▶ EXERCISE REQUIREMENTS:
Give every entry again, word for word.

▶ Records from a dataset:

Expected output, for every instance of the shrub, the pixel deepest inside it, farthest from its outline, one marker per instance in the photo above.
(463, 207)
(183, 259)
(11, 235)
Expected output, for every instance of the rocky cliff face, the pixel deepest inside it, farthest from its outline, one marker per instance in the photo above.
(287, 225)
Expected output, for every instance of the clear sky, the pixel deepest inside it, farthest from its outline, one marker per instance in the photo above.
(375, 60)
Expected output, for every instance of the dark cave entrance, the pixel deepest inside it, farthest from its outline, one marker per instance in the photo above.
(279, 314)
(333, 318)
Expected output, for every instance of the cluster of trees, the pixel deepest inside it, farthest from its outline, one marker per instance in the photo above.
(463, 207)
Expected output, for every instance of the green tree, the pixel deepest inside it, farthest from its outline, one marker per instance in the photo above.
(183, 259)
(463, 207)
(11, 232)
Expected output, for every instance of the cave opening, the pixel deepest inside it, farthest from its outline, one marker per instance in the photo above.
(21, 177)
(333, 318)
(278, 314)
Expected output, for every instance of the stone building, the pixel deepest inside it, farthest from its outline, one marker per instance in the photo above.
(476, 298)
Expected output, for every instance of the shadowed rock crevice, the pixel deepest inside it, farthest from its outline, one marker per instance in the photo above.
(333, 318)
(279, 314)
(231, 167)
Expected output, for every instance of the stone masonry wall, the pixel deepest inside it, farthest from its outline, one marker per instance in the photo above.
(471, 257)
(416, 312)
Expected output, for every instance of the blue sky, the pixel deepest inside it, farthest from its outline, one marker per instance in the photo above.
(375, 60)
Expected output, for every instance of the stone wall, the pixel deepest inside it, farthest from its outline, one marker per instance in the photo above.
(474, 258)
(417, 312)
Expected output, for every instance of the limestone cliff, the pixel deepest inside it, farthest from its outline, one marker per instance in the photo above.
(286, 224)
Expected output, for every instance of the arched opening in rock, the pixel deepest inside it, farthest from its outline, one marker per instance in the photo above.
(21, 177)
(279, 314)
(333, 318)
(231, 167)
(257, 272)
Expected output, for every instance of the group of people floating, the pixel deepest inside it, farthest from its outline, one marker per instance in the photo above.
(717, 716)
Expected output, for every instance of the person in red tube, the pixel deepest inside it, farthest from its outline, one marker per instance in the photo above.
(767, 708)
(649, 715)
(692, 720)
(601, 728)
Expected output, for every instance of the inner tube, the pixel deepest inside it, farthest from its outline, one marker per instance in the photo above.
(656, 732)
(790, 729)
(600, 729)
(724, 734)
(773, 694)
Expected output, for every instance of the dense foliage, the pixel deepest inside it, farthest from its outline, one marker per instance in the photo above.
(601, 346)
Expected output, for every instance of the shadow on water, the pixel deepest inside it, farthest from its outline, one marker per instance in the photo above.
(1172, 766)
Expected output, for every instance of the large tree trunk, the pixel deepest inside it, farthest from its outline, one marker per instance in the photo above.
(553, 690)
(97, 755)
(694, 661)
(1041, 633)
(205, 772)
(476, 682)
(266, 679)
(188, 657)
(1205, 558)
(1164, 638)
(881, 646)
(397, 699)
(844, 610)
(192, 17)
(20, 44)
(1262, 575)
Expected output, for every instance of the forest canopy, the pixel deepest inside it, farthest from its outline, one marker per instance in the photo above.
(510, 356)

▶ RESPONSE TO THIS EXERCISE:
Expected output, for every instance of the shrub, the pixel deepest inside it, farthest from its outline, one marker per instance in the photo above.
(463, 207)
(183, 259)
(11, 235)
Expected output, for every instance of the rocky cliff face, the pixel deepest inside it, farthest from its outline, one marker per instance in the photo above.
(287, 225)
Expected output, for every instance of the clear sky, the pixel deepest inside it, farthest from its outline, one marker per instance in the photo above.
(375, 60)
Expected output, for every instance of the dark cave entrance, the pixel deepest inside it, farthest from its outline, one marker per instance in the photo above.
(279, 314)
(333, 318)
Expected output, for every instance of the cluster of trees, the pixel deepest inside it, farthest from its outline, one marker per instance in the photo above.
(463, 207)
Expected output, for every instance of the green tree, the pixel deepest inside it, farthest from its outline, one marker per instance in the photo above.
(183, 259)
(463, 207)
(11, 232)
Expected output, for every instance of the cave opening, the pixel deepest inside it, farthest from its outline, one marker per instance in the photo above.
(21, 177)
(333, 318)
(278, 314)
Expected output, for every instance of the stone building, the pixel deepest inside it, farthest from its outline, one marker per instance in the photo above.
(476, 298)
Expected output, for every instance of the shadowed rock crevice, the pixel deepest inside it, farthest from its outline, one marker per instance in the photo above.
(333, 318)
(279, 314)
(231, 167)
Expected output, for every instance of the stone masonry wall, the pixel deepest inside it, farthest from its outline, one marker per instance in the photo above.
(471, 257)
(416, 312)
Expected output, for every instance of the blue sky, the pixel deepest inside it, farthest from its outline, one marker per instance in the photo above.
(375, 60)
Expected output, for every instance of the stone wall, the pixel deepest inside it, farthest from its outline, one marker per instance in the photo above.
(474, 258)
(417, 312)
Expected output, for every instance of the limestone cliff, the pixel deepest inside it, farthest from its outline, one marker per instance in the photo above.
(286, 224)
Expected output, for every instance of the arched opening in rock, the pixel deepest inside it, farthest from its outline, one marker per instance in the photo above.
(21, 177)
(279, 314)
(333, 318)
(231, 167)
(257, 272)
Expected output, for every instance of the group of people floating, the pixel deepest inside it, farthest from its outline, one marker per instance in the photo above.
(717, 716)
Expected output, for every instance of the person in red tube, the pixel deepest inside it, farthest from its outline, one marker per instance in the photo above.
(767, 708)
(649, 715)
(692, 720)
(601, 728)
Expected output, for every instance of the inner tube, the pixel deepest inside it, farthest from its outline, one marker per instance in the photo above.
(656, 732)
(790, 729)
(600, 729)
(724, 734)
(773, 694)
Expected output, for every instance of the dense foliage, the pixel deepest inside it, farthest from its outline, one marker per instance in the photo above.
(601, 346)
Expected output, for every instance of the shadow on water, the pixel deepest inside it, farthest from its outline, one marker per instance in the photo above.
(1172, 766)
Expected output, for every instance of the large tree trunk, the pixel deepest inside it, farthest from its outline, one marker per instance in the photo above.
(553, 690)
(97, 755)
(694, 661)
(1041, 633)
(205, 772)
(476, 682)
(266, 679)
(188, 657)
(1205, 558)
(1164, 638)
(881, 646)
(397, 699)
(844, 610)
(192, 17)
(20, 44)
(1262, 575)
Expected output, for every instance of the forest canopy, the pixel deepest inside it, farthest from its outline, one marker per instance in the photo above.
(510, 356)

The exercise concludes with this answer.